Turn every line of the data below into a numbered list, leaving out the blank lines.

══════════

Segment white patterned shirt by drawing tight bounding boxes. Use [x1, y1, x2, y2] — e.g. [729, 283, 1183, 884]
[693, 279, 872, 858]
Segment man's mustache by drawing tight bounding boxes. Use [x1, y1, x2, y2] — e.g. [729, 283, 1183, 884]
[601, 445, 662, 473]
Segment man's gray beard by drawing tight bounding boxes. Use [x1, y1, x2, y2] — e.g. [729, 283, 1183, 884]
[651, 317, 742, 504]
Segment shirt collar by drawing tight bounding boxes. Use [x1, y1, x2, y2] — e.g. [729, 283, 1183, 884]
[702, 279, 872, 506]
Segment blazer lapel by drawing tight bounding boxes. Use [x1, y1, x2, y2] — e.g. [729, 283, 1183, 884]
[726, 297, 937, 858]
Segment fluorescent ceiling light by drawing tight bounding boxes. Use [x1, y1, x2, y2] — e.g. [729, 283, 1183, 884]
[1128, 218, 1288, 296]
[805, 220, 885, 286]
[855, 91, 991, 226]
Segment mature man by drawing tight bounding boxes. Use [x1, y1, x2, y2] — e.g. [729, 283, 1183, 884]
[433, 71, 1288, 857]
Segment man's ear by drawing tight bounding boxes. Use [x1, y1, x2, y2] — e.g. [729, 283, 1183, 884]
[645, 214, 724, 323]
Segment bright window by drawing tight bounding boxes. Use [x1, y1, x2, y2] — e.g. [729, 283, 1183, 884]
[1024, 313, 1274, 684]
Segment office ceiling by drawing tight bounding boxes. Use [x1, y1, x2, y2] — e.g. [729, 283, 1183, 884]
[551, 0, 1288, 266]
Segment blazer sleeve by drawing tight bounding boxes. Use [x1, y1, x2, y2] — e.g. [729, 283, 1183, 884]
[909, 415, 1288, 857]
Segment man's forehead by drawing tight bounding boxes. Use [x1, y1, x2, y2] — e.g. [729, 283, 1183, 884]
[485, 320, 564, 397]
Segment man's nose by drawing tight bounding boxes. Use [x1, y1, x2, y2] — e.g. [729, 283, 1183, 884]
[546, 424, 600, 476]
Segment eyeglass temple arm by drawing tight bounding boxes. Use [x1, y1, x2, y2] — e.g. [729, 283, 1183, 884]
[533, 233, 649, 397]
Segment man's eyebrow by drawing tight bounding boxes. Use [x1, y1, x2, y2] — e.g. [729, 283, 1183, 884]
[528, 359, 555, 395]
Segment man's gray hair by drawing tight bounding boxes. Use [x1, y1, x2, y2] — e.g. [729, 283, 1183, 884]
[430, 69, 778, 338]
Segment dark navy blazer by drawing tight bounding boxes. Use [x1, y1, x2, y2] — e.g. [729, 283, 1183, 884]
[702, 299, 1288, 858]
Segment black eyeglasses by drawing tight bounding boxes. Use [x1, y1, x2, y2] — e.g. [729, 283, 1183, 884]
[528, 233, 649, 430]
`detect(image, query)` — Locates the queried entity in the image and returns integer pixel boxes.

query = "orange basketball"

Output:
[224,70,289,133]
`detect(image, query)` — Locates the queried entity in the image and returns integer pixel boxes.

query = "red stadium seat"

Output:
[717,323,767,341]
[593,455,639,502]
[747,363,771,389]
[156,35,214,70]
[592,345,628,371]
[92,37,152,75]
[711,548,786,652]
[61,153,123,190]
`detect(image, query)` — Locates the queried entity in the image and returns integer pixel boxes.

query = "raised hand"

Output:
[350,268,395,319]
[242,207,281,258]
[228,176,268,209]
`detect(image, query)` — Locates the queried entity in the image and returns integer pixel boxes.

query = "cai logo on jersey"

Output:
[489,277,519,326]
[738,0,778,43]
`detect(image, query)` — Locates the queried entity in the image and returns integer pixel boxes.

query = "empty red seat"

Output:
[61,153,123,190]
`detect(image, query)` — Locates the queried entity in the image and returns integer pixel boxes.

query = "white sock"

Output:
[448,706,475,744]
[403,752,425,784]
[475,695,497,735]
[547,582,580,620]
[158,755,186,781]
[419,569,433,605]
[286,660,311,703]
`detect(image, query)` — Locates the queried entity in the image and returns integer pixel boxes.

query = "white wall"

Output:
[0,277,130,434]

══════════

◆ OUTPUT FOR THIS EXERCISE
1. Segment white patterned shirt by drawing tight bounding boxes. Use [x1, y1, x2, y2] — e.g. [729, 283, 1183, 884]
2. [693, 279, 872, 858]
3. Segment man's mustache by drawing tight bounding boxes. Use [x1, y1, x2, y2] — e.g. [729, 283, 1183, 884]
4. [601, 445, 662, 473]
5. Segment man's gray beard by drawing tight bounding boxes. Use [x1, y1, x2, y2] — e.g. [729, 283, 1183, 884]
6. [651, 317, 742, 504]
7. Segment shirt collar by drawing tight bounding boxes. Use [x1, y1, x2, y2] — e.g. [729, 283, 1183, 884]
8. [702, 279, 872, 506]
9. Segment blazer lapel by drawing tight bounding boxes. Use [x1, y1, x2, y2] — e.g. [729, 283, 1183, 884]
10. [726, 297, 937, 858]
11. Segment fluorescent ceiling light by drawing tight bounding boxes. Use [x1, y1, x2, y2] — e.g. [729, 283, 1183, 884]
12. [1128, 218, 1288, 296]
13. [805, 220, 885, 286]
14. [855, 91, 991, 226]
15. Segment mature man by drawing tight bounding boxes. Use [x1, y1, x2, y2] — e.g. [729, 283, 1183, 884]
16. [433, 71, 1288, 857]
17. Segment man's ear by drawing tight bounding boxes. Use [x1, y1, x2, y2] — e.g. [729, 283, 1183, 884]
18. [645, 214, 724, 323]
19. Segment bright window by drawing tight bounding boxes. Use [x1, y1, x2, y2] — e.g. [729, 283, 1183, 884]
20. [1024, 313, 1274, 684]
21. Segment office ceiling by drawing tight bounding boxes. Use [x1, y1, x2, y2] — e.g. [729, 283, 1183, 884]
22. [551, 0, 1288, 266]
23. Segment blazer sleeve by drawing tight bounding boxes. Use [x1, y1, x2, y2] — e.g. [729, 283, 1183, 884]
24. [909, 415, 1288, 857]
25. Segment man's forehead by drawing tight bounding boxes. Use [x1, y1, x2, y2] — e.g. [729, 283, 1183, 884]
26. [485, 320, 564, 397]
27. Segment man's nose by drawing tight bounding boxes. Use [x1, y1, x2, y2] — e.g. [729, 283, 1183, 884]
28. [546, 424, 600, 476]
29. Segment eyeglass temple arm by drawing tight bounding boxes. Use [x1, y1, x2, y2] — e.g. [729, 283, 1183, 884]
30. [533, 233, 649, 397]
31. Segment man's eyebrow by drawing tight bounding boxes. Use [x1, y1, x2, y2] — e.g. [729, 283, 1183, 884]
32. [528, 359, 555, 395]
33. Segment man's gray hair by drawing tight bounding boxes. Use [x1, y1, x2, y2] — e.g. [729, 283, 1183, 884]
34. [430, 69, 778, 338]
35. Segment dark navy blazer by drawing tight bounding boxes. Use [x1, y1, x2, y2] — e.g. [729, 283, 1183, 884]
36. [702, 299, 1288, 858]
37. Segment black eyeglasses by drawing tight bounding boxes. Use [x1, y1, x2, y2] — e.g. [729, 283, 1183, 884]
38. [528, 233, 649, 430]
39. `detect(image, query)` — Locates the queried entity in the image and returns integer pixel boxes.
40. query = "orange basketball"
41. Output:
42. [224,70,289,133]
43. `detect(image, query)` — Locates the queried entity in the image and returns integer pixel boxes.
44. query = "red stadium seat"
45. Output:
46. [717,323,767,341]
47. [593,455,639,502]
48. [747,363,771,389]
49. [156,35,214,70]
50. [592,345,628,371]
51. [92,37,152,75]
52. [711,548,786,652]
53. [61,153,123,190]
54. `detect(image, query)` — Locates the queried entity in the image and returns integer pixel boxes.
55. query = "raised hand"
56. Output:
57. [350,268,395,319]
58. [242,207,281,258]
59. [228,176,268,209]
60. `detect(image, query)` — Locates the queried entity in the image and returns integer pixel boxes.
61. query = "cai logo on jersey"
62. Output:
63. [489,277,519,326]
64. [738,0,778,43]
65. `detect(image, query)` — Locates the queried entity in the image and returns integer pixel boxes.
66. query = "empty red seat"
67. Output:
68. [61,153,123,190]
69. `detect(image, query)` — Locates the queried entity in the image and returns integer pixel boxes.
70. query = "white sock"
71. Output:
72. [448,706,475,744]
73. [403,752,425,784]
74. [475,695,497,735]
75. [547,582,580,620]
76. [158,755,186,781]
77. [419,569,433,605]
78. [286,660,311,703]
79. `detect(image, query)` — Locates the queried entity in the image and returns integer pixel boxes.
80. query = "white wall"
81. Output:
82. [0,277,130,434]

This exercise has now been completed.